# Work order:
In the article below on how the genetic code is translated into protein, list every color named in the Figure 1 caption and what each one shows.

# Passage shown:
Skip to main content

How the genetic code is accurately translated into protein

09-11-2009

The production of proteins is performed in all organisms by ribosomes, nanomachines that carry out the translation of an mRNA sequence and the subsequent synthesis of a protein from that sequence. Ensuring that the genetic code is correctly translated into a functional protein is one of the most important steps that ribosomes perform in protein synthesis. A new crystal structure of the ribosome, in complex with an elongation factor, reveals how the ribosome guarantees that the genetic code has been correctly recognised before allowing peptide synthesis to occur.

Share

DNA contains the information needed to produce the proteins that perform nearly all the functions in the body from breaking down food to muscle contraction.  The first step in the process of producing proteins is to transcribe the DNA sequence into a template (called messenger ribonucleic acid, mRNA) that is sent into the cell.  Nanomachines called ribosomes read this template and use the information contained in it to ligate together a precise sequence of amino acids to produce functional proteins.  Ribosomes are themselves mostly made of RNA, with some protein, and are comprised of a large and a small subunit (Figure 1).  The small subunit closes around a sequence of mRNA and it is at this point that the process of translation and peptide synthesis starts.  The ribosome uses aminoacyl-tRNA (transfer RNA with individual amino acids attached) as substrates. Each tRNA matches the three letter genetic code to a specific amino acid thus allowing a sequence of amino acids to be attached to each other in the order dictated by the genetic code.  Aminoacyl-tRNA is delivered to the ribosome by a protein called Elongation Factor-Tu (EF-Tu).  This protein binds tRNA tightly and will only release it when the genetic code has been accurately translated.  This process has been the focus of intense research for many years, and many antibiotics target EF-Tu.  While many hypotheses have been proposed, the mechanism of how EF-Tu functions with the ribosome to ensure accuracy in protein synthesis remained unknown without a detailed molecular picture from X-ray crystallography.

Structure of the ribosome in complex with transfer RNA and elongation factor Tu.

Figure 1. The structure of the ribosome (large subunit coloured gold, small subunit blue, shown as a cartoon) in complex with transfer RNA (tRNA – yellow, green, magenta) and elongation factor Tu (EF-Tu - red) shown as solid surfaces.  EF-Tu (red) prevents the entry of the aminoacyl-tRNA (magenta) into the active site until the code has been correctly recognised (Image credit: Rebecca Voorhees and Martin Schmeing).

Venki Ramakrishnan’s group from the Laboratory of Molecular Biology in Cambridge (UK) managed to crystalise the entire ribosome in complex with EF-Tu and aminoacyl-tRNA.  Using a powerful antibiotic (kirromycin), that prevents EF-Tu from releasing tRNA, the complex was stabilised sufficiently to form an ordered crystal lattice.  The extreme size (~30 nm in the largest dimension) and complexity of the ribosome/EF-Tu/aminoacyl-tRNA system leads to an enormous heterogeneity in crystal quality.  This means that the diffraction properties of hundreds of crystals needed to be examined in a synchrotron X-ray beam in order to select those that diffract to a sufficient resolution to allow proper visualisation of the interactions between the molecules.  This type of sample evaluation is only possible at the ESRF Structural Biology beamlines due to their high level of automation of beam alignment and sample handling.  The final data sets were collected on beamline ID14-4, where the low divergence of the beam is extremely useful when collecting data from crystals with large unit cell dimensions.

# Extracted records:
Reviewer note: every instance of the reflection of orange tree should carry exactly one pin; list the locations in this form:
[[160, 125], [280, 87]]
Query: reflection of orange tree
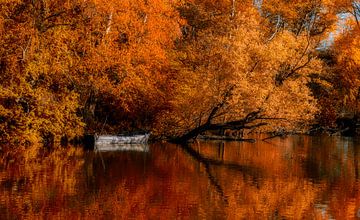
[[34, 187]]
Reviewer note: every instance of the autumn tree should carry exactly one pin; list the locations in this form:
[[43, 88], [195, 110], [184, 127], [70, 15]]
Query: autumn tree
[[242, 68], [70, 65]]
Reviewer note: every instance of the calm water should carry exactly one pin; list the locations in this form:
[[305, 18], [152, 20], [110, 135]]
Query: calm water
[[296, 177]]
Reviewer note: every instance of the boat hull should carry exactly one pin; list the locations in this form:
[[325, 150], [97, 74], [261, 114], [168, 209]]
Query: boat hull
[[122, 139]]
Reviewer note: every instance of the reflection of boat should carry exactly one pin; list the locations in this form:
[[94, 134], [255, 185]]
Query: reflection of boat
[[122, 147], [122, 139]]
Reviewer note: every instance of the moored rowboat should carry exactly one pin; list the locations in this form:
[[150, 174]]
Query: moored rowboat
[[122, 139], [122, 147]]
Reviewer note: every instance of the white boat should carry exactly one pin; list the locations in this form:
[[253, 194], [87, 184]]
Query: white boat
[[122, 147], [122, 139]]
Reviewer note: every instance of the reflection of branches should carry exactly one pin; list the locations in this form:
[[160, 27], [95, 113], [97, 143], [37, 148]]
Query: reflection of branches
[[208, 162]]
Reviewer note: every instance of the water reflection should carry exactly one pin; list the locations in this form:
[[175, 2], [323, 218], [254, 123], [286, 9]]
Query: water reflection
[[295, 177]]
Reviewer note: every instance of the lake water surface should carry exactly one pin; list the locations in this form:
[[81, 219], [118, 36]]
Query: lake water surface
[[293, 178]]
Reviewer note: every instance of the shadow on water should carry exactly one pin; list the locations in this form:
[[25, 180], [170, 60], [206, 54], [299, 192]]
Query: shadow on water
[[209, 162], [288, 178]]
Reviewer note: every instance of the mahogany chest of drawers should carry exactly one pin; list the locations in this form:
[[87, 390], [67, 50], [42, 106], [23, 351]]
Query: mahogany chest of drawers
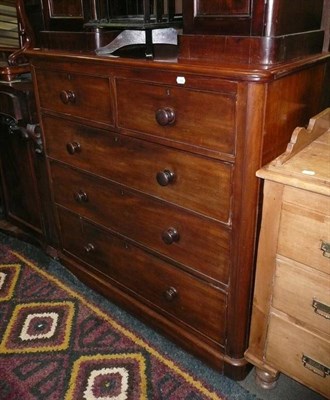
[[152, 168], [290, 321]]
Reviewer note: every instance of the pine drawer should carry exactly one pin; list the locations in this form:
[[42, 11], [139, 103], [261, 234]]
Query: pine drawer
[[307, 299], [301, 354], [305, 228]]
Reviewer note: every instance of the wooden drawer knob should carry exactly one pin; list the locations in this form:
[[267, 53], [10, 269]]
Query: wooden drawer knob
[[73, 147], [170, 294], [165, 177], [170, 236], [165, 116], [81, 196], [89, 248], [67, 96]]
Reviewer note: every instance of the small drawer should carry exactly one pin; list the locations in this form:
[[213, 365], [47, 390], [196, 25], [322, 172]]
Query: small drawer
[[198, 243], [305, 228], [303, 293], [299, 353], [152, 280], [194, 117], [197, 183], [75, 94]]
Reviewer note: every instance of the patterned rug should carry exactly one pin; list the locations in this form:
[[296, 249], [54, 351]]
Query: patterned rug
[[58, 344]]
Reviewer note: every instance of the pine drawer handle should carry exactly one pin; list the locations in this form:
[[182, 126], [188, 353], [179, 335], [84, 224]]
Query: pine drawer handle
[[325, 247], [316, 367], [321, 309]]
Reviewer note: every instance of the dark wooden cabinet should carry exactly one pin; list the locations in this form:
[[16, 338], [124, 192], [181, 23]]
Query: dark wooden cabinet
[[251, 18], [24, 184], [150, 164], [252, 32]]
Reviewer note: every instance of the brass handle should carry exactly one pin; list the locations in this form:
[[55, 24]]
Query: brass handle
[[165, 177], [315, 366], [165, 116], [73, 147], [67, 96], [81, 196], [325, 247], [321, 309], [170, 236], [89, 248], [171, 293]]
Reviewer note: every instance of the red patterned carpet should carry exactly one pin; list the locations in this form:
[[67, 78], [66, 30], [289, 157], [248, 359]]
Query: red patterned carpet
[[55, 344]]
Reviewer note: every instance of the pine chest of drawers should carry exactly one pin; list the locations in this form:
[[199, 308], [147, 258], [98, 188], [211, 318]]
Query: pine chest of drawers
[[152, 170], [291, 310]]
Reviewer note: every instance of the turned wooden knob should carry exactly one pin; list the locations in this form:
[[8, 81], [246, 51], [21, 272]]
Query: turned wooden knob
[[165, 116], [73, 147], [67, 96], [165, 177], [170, 236], [80, 197], [89, 248], [170, 294]]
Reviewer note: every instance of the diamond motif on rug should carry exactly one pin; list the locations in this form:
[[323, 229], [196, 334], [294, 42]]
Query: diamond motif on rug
[[8, 278], [109, 377], [37, 327]]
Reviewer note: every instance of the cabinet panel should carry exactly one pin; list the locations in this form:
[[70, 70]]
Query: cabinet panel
[[152, 280], [222, 7], [199, 243]]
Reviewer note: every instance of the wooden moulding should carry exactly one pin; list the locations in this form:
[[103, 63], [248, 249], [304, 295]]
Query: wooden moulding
[[249, 49]]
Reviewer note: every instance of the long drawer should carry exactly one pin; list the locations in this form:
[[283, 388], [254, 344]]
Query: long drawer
[[199, 118], [197, 183], [152, 280], [197, 242], [301, 354], [79, 95]]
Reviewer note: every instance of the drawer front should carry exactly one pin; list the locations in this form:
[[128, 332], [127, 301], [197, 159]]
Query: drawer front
[[196, 242], [160, 285], [76, 94], [198, 118], [197, 183], [303, 293], [305, 230], [290, 347]]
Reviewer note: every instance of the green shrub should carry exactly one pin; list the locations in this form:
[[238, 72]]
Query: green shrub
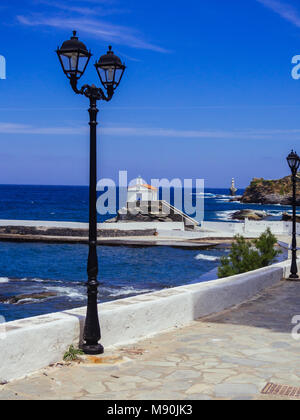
[[72, 354], [249, 255]]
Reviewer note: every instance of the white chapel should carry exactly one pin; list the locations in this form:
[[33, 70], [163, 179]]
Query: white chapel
[[141, 191]]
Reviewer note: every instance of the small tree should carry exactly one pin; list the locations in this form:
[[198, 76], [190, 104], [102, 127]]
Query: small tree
[[249, 255]]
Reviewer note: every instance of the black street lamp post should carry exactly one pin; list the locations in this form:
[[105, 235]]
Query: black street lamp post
[[74, 58], [294, 163]]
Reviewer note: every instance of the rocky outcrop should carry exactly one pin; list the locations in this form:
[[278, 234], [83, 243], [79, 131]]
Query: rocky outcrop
[[142, 211], [263, 191], [289, 218], [249, 214], [23, 299]]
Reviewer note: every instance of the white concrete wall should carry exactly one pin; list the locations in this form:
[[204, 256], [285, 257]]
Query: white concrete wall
[[32, 344], [250, 227], [168, 226]]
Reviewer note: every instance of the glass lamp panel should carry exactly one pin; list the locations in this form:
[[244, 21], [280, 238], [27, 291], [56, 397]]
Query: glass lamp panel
[[82, 62], [110, 74], [118, 75]]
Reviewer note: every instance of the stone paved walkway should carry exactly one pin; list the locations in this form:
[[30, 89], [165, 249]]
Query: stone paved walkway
[[228, 356]]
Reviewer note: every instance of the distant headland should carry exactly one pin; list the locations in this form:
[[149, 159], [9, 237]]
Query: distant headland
[[262, 191]]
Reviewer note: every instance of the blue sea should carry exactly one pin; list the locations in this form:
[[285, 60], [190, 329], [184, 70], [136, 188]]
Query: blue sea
[[27, 268]]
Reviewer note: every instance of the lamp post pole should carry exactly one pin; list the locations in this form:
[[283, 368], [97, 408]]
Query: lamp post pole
[[74, 58], [293, 161], [92, 332]]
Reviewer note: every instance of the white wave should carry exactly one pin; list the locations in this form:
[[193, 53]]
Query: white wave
[[127, 291], [225, 215], [275, 213], [70, 292], [206, 257]]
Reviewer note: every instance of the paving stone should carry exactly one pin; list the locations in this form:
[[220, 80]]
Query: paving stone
[[235, 390]]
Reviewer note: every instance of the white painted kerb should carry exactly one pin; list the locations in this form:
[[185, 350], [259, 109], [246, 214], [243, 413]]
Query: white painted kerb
[[34, 343]]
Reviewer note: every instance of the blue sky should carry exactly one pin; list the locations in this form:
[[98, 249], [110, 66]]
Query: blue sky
[[207, 93]]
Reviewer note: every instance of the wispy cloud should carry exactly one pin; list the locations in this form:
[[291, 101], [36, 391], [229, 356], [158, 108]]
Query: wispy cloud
[[92, 9], [262, 134], [285, 10], [98, 29]]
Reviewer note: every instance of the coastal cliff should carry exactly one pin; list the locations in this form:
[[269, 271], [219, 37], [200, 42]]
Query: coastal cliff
[[262, 191]]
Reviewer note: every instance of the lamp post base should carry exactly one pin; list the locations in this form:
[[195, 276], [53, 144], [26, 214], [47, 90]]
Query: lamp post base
[[92, 349]]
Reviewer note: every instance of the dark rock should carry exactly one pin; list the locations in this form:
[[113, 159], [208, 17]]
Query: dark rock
[[142, 211], [249, 214], [236, 198], [289, 218], [263, 191], [22, 299]]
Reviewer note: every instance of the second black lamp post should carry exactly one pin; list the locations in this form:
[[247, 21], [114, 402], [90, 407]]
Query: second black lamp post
[[294, 163], [74, 58]]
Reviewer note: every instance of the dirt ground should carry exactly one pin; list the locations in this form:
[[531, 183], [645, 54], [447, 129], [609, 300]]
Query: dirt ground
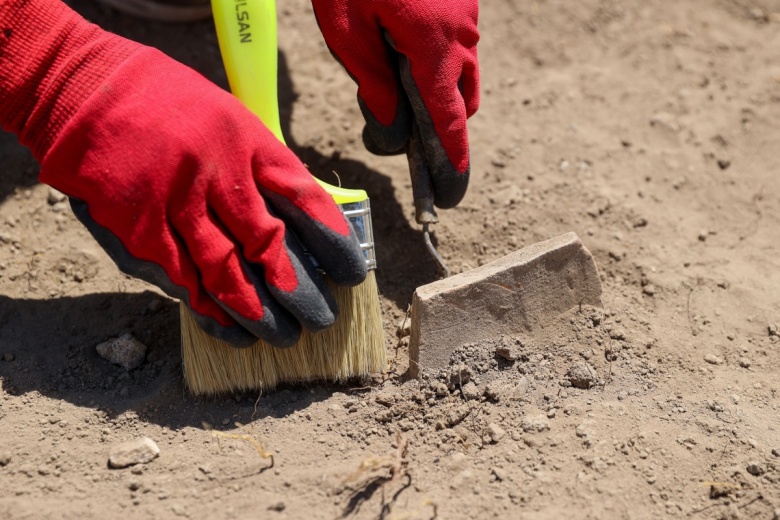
[[650, 128]]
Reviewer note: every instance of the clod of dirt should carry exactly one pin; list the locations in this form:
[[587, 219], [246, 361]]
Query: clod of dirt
[[493, 391], [404, 328], [471, 391], [508, 353], [139, 451], [55, 196], [495, 433], [535, 424], [124, 350], [582, 375], [440, 389], [460, 375], [385, 399]]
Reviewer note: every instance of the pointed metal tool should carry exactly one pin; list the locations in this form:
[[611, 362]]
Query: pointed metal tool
[[422, 191]]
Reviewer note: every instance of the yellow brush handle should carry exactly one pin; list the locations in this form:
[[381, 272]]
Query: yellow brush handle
[[246, 30]]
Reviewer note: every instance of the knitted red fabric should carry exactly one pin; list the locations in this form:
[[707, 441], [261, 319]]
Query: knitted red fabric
[[51, 60], [440, 39], [173, 176]]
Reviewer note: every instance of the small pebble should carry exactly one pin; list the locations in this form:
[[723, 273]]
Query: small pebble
[[535, 424], [582, 375], [139, 451], [471, 391], [495, 432], [493, 391], [278, 506], [755, 469], [125, 351], [55, 196]]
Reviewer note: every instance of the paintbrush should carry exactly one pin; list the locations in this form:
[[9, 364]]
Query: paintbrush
[[354, 346]]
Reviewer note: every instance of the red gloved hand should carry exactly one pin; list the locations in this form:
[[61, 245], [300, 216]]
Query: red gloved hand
[[437, 41], [182, 185]]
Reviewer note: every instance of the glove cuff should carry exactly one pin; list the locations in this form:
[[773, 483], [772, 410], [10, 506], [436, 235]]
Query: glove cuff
[[51, 61]]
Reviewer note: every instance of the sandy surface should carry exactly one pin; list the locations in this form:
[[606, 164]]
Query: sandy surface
[[650, 128]]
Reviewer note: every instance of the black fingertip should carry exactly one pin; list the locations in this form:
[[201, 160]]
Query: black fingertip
[[387, 140], [449, 186], [373, 147]]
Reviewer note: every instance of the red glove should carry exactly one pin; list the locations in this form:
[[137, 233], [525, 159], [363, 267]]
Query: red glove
[[182, 185], [437, 40]]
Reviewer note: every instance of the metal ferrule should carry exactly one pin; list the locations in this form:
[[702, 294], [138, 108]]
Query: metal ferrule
[[359, 214]]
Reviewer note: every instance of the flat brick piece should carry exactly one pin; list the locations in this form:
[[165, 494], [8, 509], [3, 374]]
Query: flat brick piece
[[513, 295]]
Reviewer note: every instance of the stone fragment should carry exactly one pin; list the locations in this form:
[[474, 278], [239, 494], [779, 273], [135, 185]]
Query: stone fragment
[[508, 353], [124, 350], [535, 424], [471, 391], [55, 196], [440, 389], [582, 375], [139, 451], [516, 294], [495, 432], [493, 391], [404, 328], [460, 375]]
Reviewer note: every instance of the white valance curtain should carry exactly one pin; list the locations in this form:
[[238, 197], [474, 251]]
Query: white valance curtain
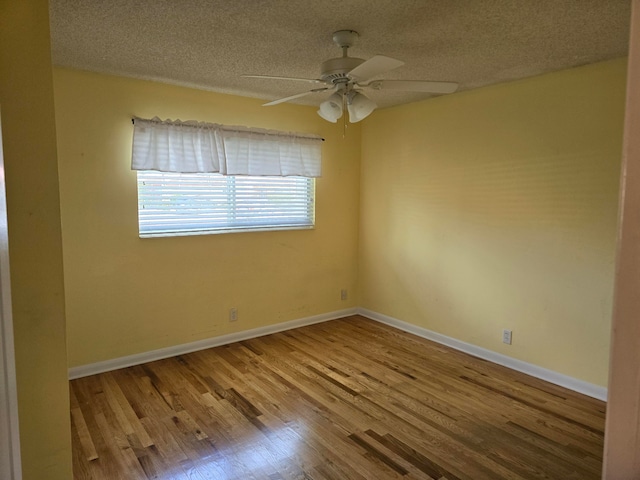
[[198, 147]]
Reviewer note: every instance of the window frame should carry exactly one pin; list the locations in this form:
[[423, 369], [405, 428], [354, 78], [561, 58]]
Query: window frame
[[305, 202]]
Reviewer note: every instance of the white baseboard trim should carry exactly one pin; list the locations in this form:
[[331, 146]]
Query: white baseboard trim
[[594, 391], [139, 358]]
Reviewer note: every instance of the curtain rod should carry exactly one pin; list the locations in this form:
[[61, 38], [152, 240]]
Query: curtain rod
[[230, 129]]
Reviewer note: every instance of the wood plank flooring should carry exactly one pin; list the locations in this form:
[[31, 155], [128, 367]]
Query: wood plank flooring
[[346, 399]]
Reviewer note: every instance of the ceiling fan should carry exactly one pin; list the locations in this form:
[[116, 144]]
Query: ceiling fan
[[348, 76]]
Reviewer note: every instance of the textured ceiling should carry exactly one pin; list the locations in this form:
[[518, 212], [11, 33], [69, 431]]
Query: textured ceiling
[[209, 44]]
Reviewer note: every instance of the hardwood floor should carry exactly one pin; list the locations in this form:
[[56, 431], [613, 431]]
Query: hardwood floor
[[346, 399]]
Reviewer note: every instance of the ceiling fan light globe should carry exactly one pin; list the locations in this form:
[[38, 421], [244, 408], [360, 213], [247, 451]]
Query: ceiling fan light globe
[[331, 109], [360, 107]]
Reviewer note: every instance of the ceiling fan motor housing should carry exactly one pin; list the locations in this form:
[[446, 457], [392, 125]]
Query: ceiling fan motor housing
[[335, 70]]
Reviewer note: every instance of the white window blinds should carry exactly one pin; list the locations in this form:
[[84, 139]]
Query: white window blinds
[[190, 147], [196, 203]]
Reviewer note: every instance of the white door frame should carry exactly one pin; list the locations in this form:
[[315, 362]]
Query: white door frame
[[10, 466]]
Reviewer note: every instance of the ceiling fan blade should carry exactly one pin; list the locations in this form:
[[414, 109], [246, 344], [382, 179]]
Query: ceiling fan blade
[[374, 66], [414, 86], [271, 77], [293, 97]]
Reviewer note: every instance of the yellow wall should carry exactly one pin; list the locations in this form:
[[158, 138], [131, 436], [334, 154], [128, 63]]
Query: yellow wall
[[29, 145], [127, 295], [497, 208]]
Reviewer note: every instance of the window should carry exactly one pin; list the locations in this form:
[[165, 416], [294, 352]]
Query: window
[[199, 203]]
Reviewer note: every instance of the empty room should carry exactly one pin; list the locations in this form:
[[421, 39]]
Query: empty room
[[319, 240]]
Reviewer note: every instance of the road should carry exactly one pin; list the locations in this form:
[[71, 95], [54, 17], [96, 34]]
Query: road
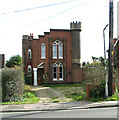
[[77, 113]]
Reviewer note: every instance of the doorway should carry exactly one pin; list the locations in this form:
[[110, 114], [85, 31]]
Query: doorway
[[40, 74]]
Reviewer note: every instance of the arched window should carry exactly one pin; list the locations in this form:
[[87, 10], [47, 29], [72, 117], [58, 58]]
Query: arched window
[[57, 49], [57, 71], [43, 51], [29, 68], [29, 54]]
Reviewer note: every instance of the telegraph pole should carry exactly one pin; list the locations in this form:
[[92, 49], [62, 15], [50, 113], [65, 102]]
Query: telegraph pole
[[111, 51]]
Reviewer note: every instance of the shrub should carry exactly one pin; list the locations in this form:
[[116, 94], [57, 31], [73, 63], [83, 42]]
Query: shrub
[[12, 84]]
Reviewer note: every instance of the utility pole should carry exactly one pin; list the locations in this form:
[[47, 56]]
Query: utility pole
[[111, 51], [106, 84]]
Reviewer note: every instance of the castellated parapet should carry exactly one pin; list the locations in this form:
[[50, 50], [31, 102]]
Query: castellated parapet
[[75, 25]]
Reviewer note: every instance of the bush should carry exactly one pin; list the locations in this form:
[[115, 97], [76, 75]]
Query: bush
[[12, 85]]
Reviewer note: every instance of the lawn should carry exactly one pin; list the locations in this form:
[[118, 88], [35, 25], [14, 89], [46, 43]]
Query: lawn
[[53, 93]]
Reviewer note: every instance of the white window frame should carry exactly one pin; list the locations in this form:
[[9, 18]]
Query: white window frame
[[57, 65], [61, 79], [54, 51], [54, 79], [60, 52], [57, 43], [43, 51], [29, 68], [29, 54]]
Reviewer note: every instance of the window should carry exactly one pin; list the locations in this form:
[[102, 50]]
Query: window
[[57, 50], [43, 51], [54, 51], [57, 71], [29, 68], [60, 51], [60, 73], [29, 54]]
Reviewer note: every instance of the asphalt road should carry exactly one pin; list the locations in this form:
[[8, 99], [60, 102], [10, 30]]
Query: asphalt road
[[77, 113]]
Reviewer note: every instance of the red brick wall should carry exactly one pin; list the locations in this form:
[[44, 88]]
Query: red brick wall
[[65, 37]]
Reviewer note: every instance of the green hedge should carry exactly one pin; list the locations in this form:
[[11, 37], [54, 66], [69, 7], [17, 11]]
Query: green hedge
[[12, 85]]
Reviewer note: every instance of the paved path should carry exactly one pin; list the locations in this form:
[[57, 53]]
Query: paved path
[[58, 106]]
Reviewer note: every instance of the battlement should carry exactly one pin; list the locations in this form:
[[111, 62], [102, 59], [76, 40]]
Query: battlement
[[75, 25]]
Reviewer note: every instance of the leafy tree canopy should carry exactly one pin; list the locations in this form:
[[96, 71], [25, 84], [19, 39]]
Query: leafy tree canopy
[[13, 61]]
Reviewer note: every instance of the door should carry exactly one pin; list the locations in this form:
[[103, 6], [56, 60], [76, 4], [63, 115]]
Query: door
[[40, 76]]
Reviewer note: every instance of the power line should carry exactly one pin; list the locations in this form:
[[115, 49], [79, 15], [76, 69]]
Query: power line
[[43, 6], [56, 14]]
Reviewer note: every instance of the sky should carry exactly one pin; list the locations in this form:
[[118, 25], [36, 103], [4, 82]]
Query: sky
[[22, 17]]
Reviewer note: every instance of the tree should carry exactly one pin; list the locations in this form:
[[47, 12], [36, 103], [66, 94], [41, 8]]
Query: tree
[[13, 61]]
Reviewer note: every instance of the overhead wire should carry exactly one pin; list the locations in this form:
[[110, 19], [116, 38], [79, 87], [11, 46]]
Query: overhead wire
[[38, 22], [43, 6]]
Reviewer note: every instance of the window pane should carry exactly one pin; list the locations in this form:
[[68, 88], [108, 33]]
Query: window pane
[[60, 51], [55, 72], [42, 51], [54, 69], [60, 69], [55, 75], [54, 51], [29, 53], [60, 72], [60, 75]]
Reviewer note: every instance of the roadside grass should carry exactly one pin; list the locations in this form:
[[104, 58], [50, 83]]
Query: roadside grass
[[28, 97], [74, 92]]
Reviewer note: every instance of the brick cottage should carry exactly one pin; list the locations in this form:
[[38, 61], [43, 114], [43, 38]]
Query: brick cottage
[[56, 54]]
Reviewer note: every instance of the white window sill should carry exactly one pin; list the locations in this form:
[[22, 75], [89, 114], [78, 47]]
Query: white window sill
[[43, 58], [60, 58], [58, 80]]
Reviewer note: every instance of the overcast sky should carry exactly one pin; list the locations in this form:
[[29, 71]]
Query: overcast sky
[[22, 17]]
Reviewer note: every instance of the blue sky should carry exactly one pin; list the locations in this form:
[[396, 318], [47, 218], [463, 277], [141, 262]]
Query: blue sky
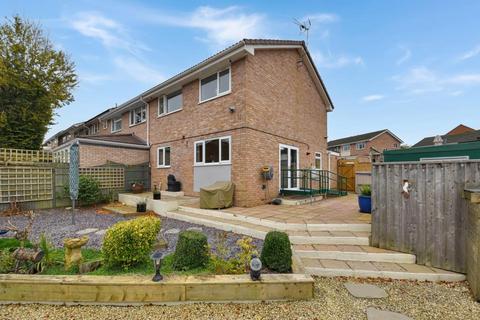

# Written solution:
- Gold: the large subunit of the ribosome
- Blue: the small subunit of the ribosome
- Yellow: transfer RNA (tRNA)
- Green: transfer RNA (tRNA)
- Magenta: transfer RNA (tRNA), identified as the aminoacyl-tRNA
- Red: elongation factor Tu (EF-Tu)